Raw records
------------------------

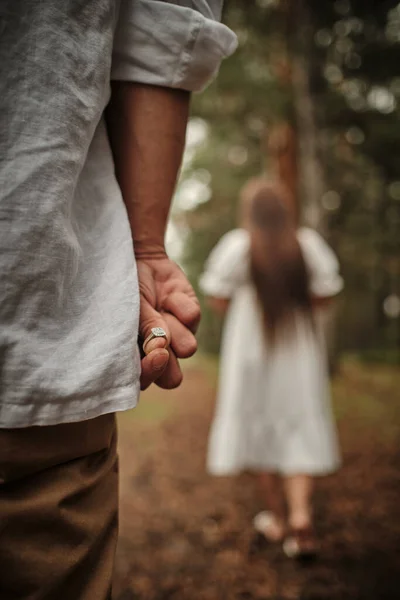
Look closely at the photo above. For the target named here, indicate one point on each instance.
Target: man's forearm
(147, 127)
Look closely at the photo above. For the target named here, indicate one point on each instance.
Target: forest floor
(187, 536)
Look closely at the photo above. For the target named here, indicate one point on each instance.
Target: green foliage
(355, 88)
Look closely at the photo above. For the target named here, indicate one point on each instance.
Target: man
(79, 183)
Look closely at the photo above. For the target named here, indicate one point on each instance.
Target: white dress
(273, 408)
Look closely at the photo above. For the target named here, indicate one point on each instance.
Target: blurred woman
(273, 412)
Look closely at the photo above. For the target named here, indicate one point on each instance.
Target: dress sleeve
(227, 266)
(170, 43)
(322, 264)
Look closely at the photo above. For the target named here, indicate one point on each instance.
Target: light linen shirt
(69, 302)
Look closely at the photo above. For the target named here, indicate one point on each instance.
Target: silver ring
(156, 332)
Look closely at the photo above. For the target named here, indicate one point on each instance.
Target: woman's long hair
(278, 269)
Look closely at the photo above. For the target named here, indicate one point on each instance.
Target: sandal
(265, 523)
(301, 544)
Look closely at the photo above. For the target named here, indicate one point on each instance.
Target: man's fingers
(185, 308)
(153, 366)
(183, 342)
(149, 319)
(172, 376)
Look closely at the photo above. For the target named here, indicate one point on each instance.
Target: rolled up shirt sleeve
(173, 44)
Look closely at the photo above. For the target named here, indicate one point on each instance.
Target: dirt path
(185, 536)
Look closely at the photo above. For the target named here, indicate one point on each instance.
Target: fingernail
(160, 361)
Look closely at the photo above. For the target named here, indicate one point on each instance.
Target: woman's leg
(299, 491)
(270, 485)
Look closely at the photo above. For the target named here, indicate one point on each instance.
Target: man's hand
(167, 300)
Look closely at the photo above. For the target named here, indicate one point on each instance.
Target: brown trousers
(58, 511)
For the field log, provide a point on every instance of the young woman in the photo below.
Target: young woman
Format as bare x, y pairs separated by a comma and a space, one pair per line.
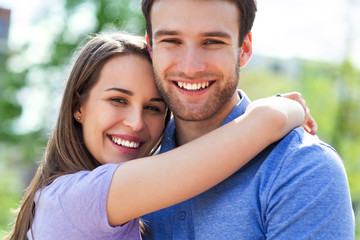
86, 187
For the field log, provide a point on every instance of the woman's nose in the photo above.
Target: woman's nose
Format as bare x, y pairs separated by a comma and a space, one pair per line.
134, 119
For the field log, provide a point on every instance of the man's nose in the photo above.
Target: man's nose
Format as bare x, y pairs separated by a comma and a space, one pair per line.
191, 60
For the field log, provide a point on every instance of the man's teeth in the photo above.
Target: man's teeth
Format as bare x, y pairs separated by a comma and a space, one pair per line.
125, 143
193, 86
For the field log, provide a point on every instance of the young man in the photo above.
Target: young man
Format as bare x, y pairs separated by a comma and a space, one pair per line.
295, 189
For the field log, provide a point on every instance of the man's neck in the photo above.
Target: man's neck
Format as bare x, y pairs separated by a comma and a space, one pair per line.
187, 131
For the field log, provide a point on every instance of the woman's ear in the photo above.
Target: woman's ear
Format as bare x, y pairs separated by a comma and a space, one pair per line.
78, 116
78, 109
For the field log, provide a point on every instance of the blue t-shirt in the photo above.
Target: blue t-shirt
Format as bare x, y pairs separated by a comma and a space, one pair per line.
74, 207
295, 189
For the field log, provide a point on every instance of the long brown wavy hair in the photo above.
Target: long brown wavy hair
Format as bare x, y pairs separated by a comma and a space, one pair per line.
66, 151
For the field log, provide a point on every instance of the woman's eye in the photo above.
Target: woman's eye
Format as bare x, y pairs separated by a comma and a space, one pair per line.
118, 100
153, 109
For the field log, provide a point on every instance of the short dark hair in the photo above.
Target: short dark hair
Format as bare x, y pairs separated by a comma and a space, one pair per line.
247, 10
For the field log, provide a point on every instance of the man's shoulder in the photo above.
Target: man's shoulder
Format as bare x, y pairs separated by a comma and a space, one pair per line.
300, 144
301, 155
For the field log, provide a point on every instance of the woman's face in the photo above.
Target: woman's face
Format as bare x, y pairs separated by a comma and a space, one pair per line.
124, 115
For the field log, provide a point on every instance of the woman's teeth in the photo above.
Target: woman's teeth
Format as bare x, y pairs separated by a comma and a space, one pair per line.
193, 86
125, 143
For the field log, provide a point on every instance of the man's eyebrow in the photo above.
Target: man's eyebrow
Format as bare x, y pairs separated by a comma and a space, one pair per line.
165, 32
121, 90
216, 34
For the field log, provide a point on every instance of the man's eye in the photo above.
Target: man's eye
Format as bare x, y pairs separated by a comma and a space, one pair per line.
213, 42
171, 40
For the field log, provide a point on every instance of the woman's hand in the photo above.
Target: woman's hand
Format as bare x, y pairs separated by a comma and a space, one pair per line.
309, 123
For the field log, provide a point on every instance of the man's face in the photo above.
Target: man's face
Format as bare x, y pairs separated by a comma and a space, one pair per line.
196, 55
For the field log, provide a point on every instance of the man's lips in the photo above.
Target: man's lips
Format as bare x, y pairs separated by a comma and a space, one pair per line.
193, 86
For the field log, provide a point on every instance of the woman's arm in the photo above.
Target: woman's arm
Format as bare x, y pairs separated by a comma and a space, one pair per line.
148, 184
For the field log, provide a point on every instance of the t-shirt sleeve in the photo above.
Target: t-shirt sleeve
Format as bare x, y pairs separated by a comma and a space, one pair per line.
310, 197
82, 197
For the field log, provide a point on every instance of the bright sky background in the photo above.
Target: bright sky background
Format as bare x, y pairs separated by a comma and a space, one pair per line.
283, 28
309, 29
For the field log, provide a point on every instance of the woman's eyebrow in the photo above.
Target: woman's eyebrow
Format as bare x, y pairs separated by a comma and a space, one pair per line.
130, 93
157, 100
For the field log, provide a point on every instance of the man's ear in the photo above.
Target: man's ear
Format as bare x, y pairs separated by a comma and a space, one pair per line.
148, 44
246, 50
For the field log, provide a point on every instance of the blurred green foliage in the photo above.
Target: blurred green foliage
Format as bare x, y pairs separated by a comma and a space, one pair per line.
332, 92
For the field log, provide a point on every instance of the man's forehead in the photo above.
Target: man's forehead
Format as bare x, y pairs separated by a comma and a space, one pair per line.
210, 14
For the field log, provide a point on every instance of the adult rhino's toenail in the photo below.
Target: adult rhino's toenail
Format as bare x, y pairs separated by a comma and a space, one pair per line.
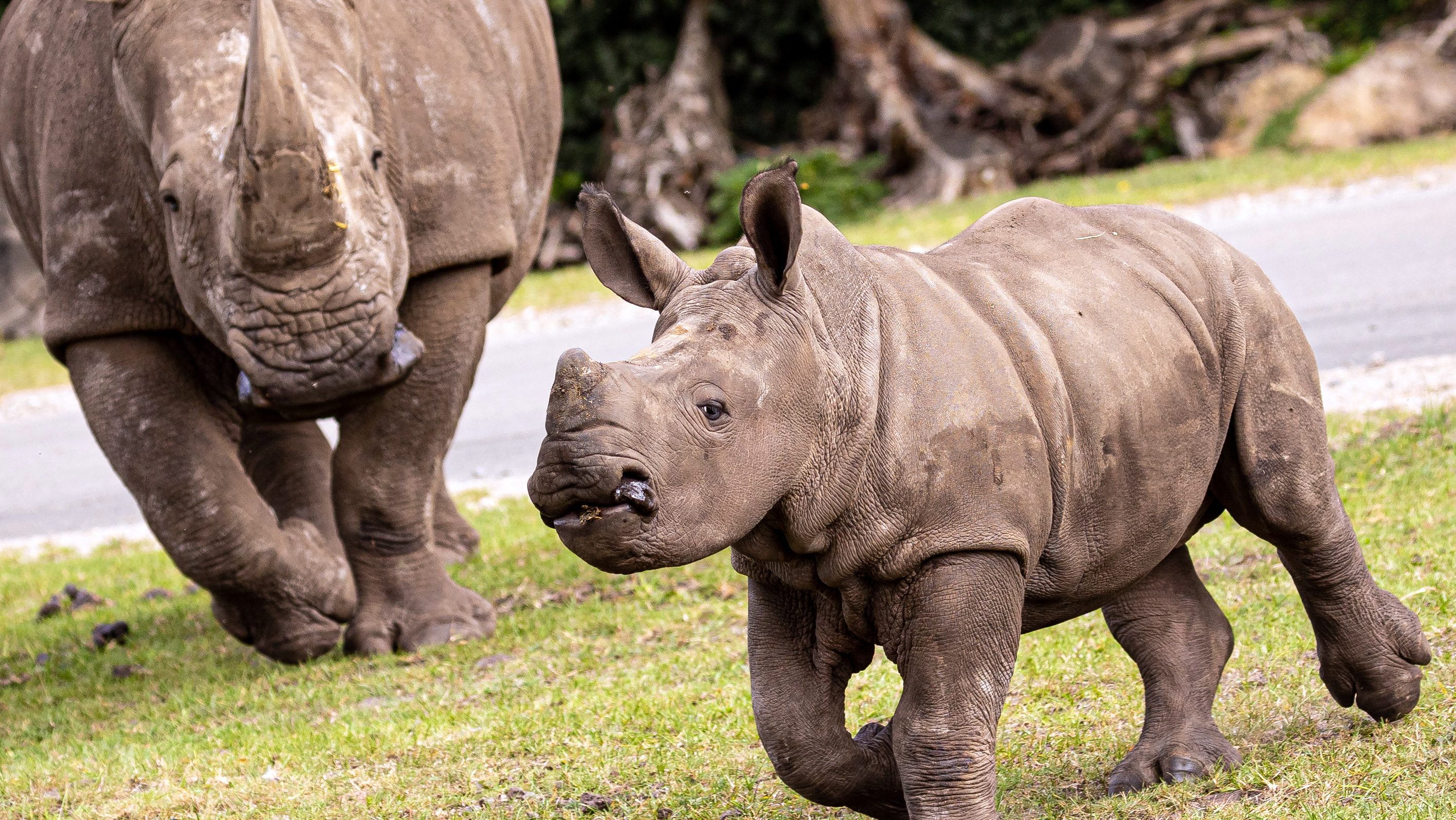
1178, 770
1123, 784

------------------------

Starting at the line containing "the man's ear in the photo above.", write out each line through the last one in the listing above, inclusive, and nothing else. Pictures are excluded from the copy.

COMPLETE ANSWER:
For the field log, provide a point on every instance of the man's ear in the photo above.
Target: man's ear
Format as bare x, y pairs separated by a comma and a space, one pair per line.
148, 44
246, 50
For the field log, provide a point on every instance of the blurred green foliage in the photo above.
Target: blurred green foliage
Format as bare x, y pairs separated by a comma and a space, one pair per line.
332, 92
For the field log, provide a point on every instance of the man's forehead in the photo above.
Target: man's forehead
Format as bare x, y pairs separated by a comma and a space, one pair per line.
210, 14
For the field log, provide a point on every instance of the adult rhino's toenail in the photo below.
Target: adult rhino's toenail
Format as bare x, y pairs separated by a comma and a space, one pair per line.
1178, 770
1123, 784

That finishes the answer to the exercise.